*Lavoro richiesto*
Ripeti senza alcuna modifica il passo dell'articolo su Il meraviglioso giuoco che comincia con "Di Caterina Giojelli" e termina con "pagina degli abbonamenti)".

*Blocco di testo*
Enrico Brizzi racconta l’alba del calcio, quando i campioni morivano in guerra

Di Caterina Giojelli
28 Aprile 2015
"Il meraviglioso giuoco", la grandiosa epopea della prima grande passione degli italiani. Negli anni in cui non era davvero «uno sport per signorine»

enrico-brizzi-il-meraviglioso-giuoco-laterzaArticolo tratto dal numero di Tempi in edicola (vai alla pagina degli abbonamenti)

La festa finì domenica 23 maggio 1915 quando accadde qualcosa che nessuno aveva mai visto accadere: trasfigurati «in gravi banditori dei tempi andati», gli arbitri presero la parola all’unisono sui diversi campi per annunciare al pubblico che la Federazione Italiana Giuoco Calcio deliberava la sospensione immediata dei tornei di ogni ordine e grado in vista dell’entrata in guerra contro l’Austria-Ungheria. «All’inizio la gente non capì che nel provvedimento erano incluse anche le partite del pomeriggio, e iniziò a realizzare cosa stava succedendo solo quando gli arbitri, da Nord a Sud, rientrarono negli spogliatoi portando con sé i palloni». Nel momento in cui viene consegnata la dichiarazione di guerra ai rappresentanti austriaci Enrico Brizzi ha già reso bell’e vivi, incontrabili, quasi amici, quel mazzo di galantuomini e di personcine di paese che stanno ascoltando attoniti gli arbitri in giacchetta nera d’ordinanza, ed è per questo che non si può proprio parlare del suo ultimo libro, Il meraviglioso giuoco (ed. Laterza, 278 pagine, 19 euro), del primo trentennio della storia del calcio in Italia e nemmeno della Grande Guerra senza parlare di cosa accadde quando il signor Edoardo Bosio, impiegato in una ditta inglese, fece ritorno da Londra a Torino con un pallone di cuoio in mano, o di una sera di fine estate che vide riunirsi un gruppo di intraprendenti affaristi inglesi a Genova; dei fratelli Rampini e di Guido Ara, del dottor Spensley e dell’avvocato Mauro.

*Estratto dei dati*
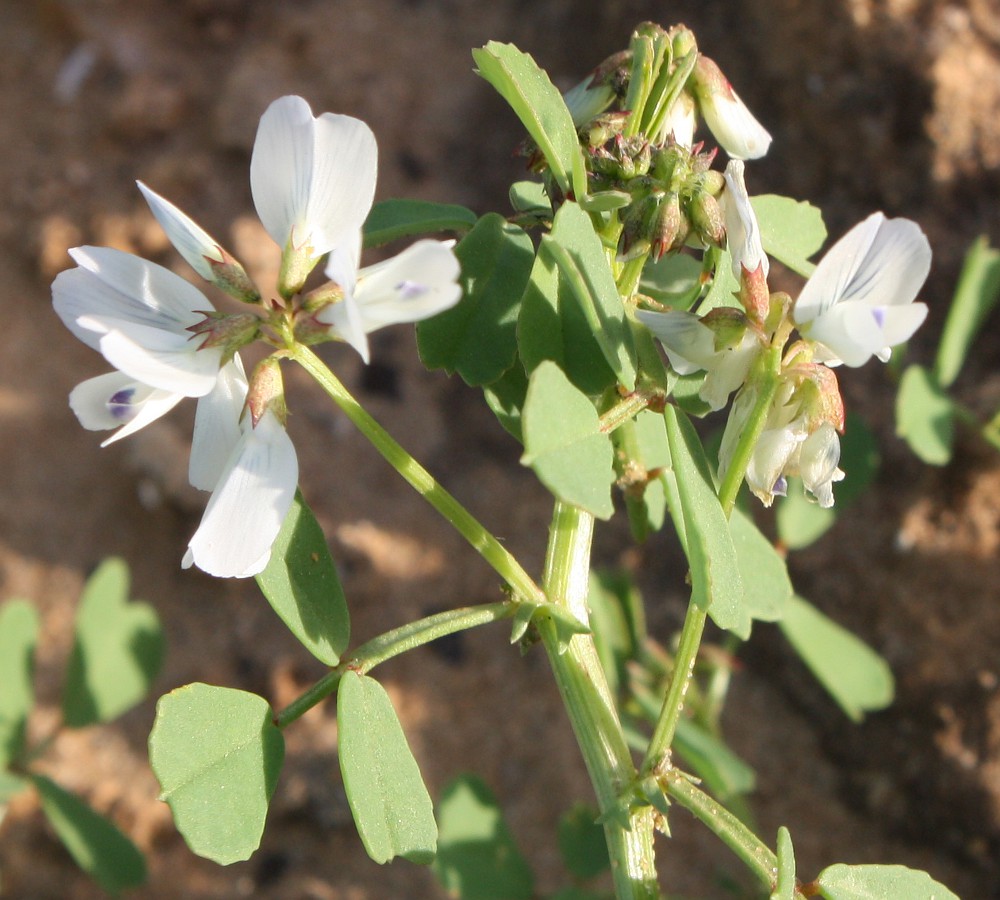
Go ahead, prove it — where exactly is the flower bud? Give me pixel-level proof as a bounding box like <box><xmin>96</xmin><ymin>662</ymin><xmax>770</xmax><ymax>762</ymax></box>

*Risposta al problema*
Di Caterina Giojelli
28 Aprile 2015
"Il meraviglioso giuoco", la grandiosa epopea della prima grande passione degli italiani. Negli anni in cui non era davvero «uno sport per signorine»

enrico-brizzi-il-meraviglioso-giuoco-laterzaArticolo tratto dal numero di Tempi in edicola (vai alla pagina degli abbonamenti)